### Objective
Print exactly the lines from the line with "the blue shorts" to the last line of the data, please, both included.

▬▬▬▬▬▬

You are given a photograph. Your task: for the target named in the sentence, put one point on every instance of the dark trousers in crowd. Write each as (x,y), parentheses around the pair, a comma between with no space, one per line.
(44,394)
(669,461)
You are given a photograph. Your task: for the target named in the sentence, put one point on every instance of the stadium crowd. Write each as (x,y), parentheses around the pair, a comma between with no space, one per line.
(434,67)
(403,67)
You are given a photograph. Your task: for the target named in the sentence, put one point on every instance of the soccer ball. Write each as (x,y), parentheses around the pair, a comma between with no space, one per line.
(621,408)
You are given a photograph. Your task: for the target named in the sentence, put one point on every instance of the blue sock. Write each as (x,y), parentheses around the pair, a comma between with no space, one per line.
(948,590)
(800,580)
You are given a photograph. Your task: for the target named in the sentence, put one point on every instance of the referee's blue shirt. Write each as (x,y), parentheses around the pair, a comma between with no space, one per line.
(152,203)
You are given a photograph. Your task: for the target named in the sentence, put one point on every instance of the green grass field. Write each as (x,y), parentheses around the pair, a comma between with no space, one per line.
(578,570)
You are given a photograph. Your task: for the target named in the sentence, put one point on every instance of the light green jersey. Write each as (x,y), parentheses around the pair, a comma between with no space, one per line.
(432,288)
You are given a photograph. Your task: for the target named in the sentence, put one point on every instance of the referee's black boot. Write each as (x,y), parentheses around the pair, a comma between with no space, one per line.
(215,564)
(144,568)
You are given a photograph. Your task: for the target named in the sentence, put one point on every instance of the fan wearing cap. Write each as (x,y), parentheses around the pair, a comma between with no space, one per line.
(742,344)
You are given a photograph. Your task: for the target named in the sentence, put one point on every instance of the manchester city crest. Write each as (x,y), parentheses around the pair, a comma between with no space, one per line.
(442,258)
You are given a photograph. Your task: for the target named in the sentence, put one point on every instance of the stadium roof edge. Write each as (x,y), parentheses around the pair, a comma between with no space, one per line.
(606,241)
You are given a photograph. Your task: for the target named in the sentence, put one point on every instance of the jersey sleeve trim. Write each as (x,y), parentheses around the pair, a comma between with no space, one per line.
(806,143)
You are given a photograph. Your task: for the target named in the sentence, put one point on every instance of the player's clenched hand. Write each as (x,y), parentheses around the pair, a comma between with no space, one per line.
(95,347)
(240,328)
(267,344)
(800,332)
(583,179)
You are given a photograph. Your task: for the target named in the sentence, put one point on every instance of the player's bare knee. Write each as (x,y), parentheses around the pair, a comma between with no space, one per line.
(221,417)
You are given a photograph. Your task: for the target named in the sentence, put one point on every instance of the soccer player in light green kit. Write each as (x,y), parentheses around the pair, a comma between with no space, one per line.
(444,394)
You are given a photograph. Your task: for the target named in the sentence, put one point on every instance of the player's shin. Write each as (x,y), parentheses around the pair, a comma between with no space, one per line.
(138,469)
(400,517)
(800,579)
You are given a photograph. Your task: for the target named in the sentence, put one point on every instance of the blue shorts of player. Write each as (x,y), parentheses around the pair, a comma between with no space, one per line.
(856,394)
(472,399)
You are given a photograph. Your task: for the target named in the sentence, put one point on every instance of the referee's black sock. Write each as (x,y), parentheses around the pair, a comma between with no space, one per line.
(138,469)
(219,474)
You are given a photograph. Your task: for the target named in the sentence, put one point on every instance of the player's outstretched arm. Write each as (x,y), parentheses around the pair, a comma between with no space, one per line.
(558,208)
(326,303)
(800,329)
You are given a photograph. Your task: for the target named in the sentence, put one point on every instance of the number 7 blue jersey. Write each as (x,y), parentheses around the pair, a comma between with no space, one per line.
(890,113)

▬▬▬▬▬▬

### Finished task
You are given a photograph. Your task: for the target named in the sentence, put one point on every instance of the blue shorts of player. Write each as (x,y), parentheses around the pair, a comma between with no space, one per line.
(856,394)
(472,399)
You are given a photograph. Your task: for the target named in the sentence, put one point on every instance of the referee's black sock. Write each as (x,y), parentheses around the pair, a comma between with no space, one per line.
(138,469)
(219,474)
You are given a photograph. Your task: for the target named in the sentence, put one point on every instance of the player's outstretched arm. Write each as (x,y), parentheses around the pair, a comma between with no space, one per line.
(558,208)
(326,303)
(800,329)
You are given a photograph. Your task: for the target named in the sentence, put one point on every instance of the number 7 blue jersey. Write each as (x,y), parentheses around the pair, a comma between with no space, one per line.
(890,113)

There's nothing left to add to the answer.